INSTRUCTIONS
- 1) Name every person mentioned in the article on the right to privacy below.
- 2) Based on the article on the right to privacy below, decide whether each statement is true. Answer yes or no, and quote the words from the article that settle it.
(a) Samuel D. Warren was an attorney.
(b) Congress established the Fair Information Practice Principles.
(c) "The Right to Privacy" appeared in the Yale Law Review.
- 3) According to the article on the right to privacy below, how did Brandeis and Warren's publication define the "right to privacy"?
━━ EXCERPT
By: Spandana Singh
On December 15, 1890, Louis Brandeis, a lawyer and former associate justice to the Supreme Court and attorney Samuel D. Warren authored and published “The Right to Privacy” in the December edition of the Harvard Law Review.
The publication, which defines the “right to privacy” as the “right to be let alone” is considered the first major declaration of privacy as a fundamental right in the United States. The piece was written in the context of emerging information technologies such as photography and methodologies such as sensationalist journalism, which were becoming increasingly prevalent at the time. The content of the publication has since been expanded upon in cases such as Olmstead v. United States (1928) and Katz v. United States (1967) to include other forms of information technology such as telephones and to establish that individuals have a “reasonable expectation of privacy”.
The legacy of “The Right to Privacy” and Brandeis has had a profound influence on the information, technology and privacy landscape in the United States. In the 1970’s for example, the Federal Trade Commission established the Fair Information Practice Principles (FIPPs) to ensure fairness and safety in the management of electronic information. However, despite evolution in policies and standards to protect privacy and encourage responsible practices, consumers today are still vulnerable and uneducated when it comes to how their personal information is being collected and maintained.
━━━━
━━ DATASET RECORDS
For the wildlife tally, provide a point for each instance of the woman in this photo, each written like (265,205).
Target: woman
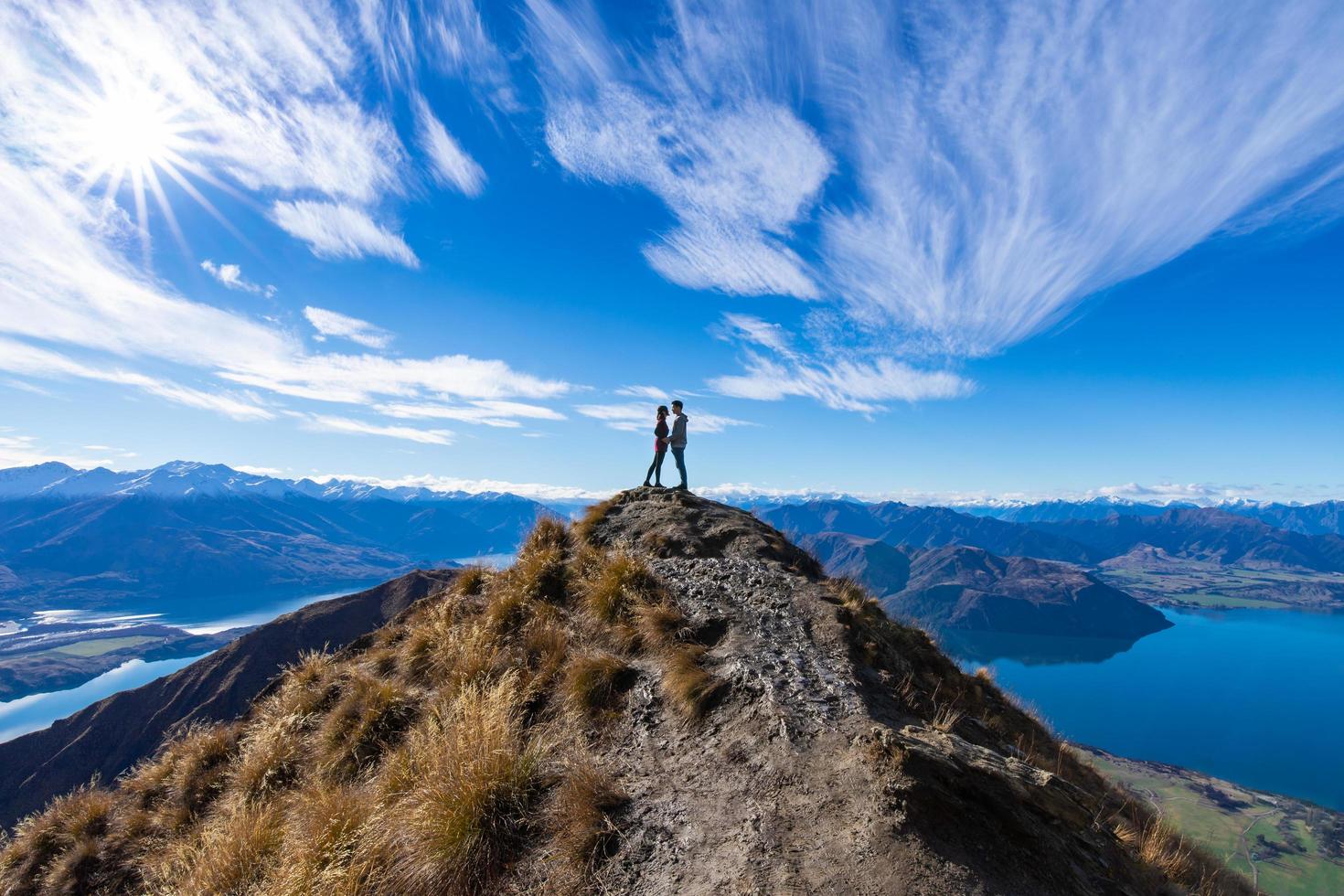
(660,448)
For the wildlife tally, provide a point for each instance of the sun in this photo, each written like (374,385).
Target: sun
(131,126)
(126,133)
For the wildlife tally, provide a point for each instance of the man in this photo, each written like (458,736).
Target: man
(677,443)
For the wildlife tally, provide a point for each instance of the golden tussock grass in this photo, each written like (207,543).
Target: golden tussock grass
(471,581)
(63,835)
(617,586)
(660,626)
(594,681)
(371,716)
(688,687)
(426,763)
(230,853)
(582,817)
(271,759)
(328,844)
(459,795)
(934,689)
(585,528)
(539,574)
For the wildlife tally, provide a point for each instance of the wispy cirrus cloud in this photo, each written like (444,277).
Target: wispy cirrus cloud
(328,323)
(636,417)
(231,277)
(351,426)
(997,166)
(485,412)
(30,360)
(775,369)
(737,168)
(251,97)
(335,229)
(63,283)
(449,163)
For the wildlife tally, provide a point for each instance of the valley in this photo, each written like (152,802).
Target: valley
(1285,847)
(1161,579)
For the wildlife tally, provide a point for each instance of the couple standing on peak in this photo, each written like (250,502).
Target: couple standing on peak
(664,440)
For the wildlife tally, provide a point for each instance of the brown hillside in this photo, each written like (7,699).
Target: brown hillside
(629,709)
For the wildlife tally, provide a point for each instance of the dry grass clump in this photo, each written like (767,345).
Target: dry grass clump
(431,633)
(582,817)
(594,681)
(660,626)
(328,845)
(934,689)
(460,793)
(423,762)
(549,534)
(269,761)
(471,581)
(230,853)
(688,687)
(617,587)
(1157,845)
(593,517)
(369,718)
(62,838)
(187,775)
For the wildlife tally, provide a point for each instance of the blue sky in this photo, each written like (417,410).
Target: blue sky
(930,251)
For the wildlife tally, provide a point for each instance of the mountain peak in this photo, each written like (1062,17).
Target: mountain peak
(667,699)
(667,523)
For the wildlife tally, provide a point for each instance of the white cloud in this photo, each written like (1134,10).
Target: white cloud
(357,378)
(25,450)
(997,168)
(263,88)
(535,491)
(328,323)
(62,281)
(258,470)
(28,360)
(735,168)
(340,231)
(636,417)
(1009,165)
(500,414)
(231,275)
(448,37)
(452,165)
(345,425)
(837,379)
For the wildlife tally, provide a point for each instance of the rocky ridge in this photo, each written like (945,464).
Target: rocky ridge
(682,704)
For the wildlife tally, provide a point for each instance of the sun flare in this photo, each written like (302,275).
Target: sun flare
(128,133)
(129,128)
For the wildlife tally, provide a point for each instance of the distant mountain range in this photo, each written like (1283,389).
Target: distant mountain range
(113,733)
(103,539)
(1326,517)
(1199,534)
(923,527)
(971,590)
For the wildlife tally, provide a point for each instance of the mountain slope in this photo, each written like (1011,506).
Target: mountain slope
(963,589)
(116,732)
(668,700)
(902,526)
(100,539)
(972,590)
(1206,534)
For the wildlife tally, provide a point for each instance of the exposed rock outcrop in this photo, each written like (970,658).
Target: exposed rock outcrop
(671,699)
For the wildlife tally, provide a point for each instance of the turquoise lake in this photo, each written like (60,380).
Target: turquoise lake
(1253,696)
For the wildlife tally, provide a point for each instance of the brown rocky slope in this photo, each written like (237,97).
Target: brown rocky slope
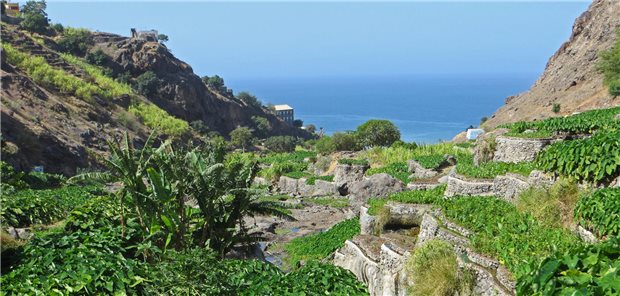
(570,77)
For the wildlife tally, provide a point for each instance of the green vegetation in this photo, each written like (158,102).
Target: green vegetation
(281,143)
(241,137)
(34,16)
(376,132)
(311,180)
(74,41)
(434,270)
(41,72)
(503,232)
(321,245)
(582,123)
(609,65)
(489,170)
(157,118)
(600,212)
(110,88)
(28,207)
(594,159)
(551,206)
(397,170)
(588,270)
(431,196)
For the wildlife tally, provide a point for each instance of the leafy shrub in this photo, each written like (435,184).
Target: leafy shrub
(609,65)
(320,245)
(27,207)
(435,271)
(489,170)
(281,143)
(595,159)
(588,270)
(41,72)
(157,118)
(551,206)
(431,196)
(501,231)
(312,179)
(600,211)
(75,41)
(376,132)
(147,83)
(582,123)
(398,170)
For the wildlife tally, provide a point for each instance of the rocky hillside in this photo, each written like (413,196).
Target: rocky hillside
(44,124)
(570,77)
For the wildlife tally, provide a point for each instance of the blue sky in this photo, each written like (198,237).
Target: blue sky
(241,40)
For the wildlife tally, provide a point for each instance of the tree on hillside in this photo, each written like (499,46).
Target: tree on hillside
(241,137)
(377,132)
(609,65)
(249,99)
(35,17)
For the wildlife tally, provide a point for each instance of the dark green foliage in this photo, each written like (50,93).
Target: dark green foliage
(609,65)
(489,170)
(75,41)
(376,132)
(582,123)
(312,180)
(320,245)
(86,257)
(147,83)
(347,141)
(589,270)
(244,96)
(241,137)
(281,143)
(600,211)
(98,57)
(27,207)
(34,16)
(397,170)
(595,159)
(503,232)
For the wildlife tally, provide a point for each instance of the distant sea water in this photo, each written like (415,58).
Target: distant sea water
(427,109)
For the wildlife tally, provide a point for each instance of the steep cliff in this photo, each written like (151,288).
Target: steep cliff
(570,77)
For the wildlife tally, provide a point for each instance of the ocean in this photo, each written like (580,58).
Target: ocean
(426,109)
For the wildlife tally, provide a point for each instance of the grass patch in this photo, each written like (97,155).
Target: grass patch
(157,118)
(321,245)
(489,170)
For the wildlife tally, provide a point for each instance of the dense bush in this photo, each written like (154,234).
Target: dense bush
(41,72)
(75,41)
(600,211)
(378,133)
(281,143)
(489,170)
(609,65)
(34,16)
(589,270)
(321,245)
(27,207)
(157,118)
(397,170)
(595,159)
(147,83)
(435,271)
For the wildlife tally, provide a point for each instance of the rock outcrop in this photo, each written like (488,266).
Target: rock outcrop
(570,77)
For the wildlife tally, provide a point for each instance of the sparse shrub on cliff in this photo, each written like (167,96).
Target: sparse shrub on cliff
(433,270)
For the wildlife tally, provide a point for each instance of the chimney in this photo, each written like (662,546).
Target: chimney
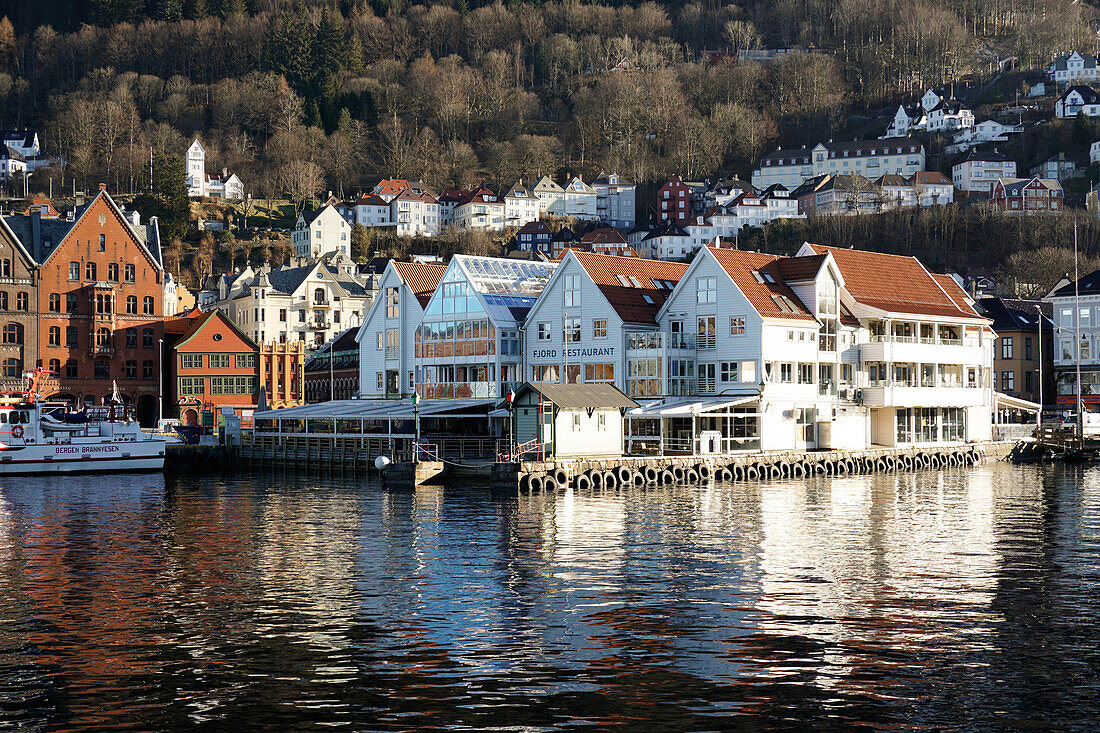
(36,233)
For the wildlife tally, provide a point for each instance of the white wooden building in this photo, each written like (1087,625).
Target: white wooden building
━━━━
RESULTS
- 1) Spandana Singh, Louis Brandeis, Samuel D. Warren

- 2)
(a) Yes: "attorney Samuel D. Warren"
(b) No: "the Federal Trade Commission established the Fair Information Practice Principles (FIPPs)"
(c) No: "in the December edition of the Harvard Law Review"

- 3) As the "right to be let alone."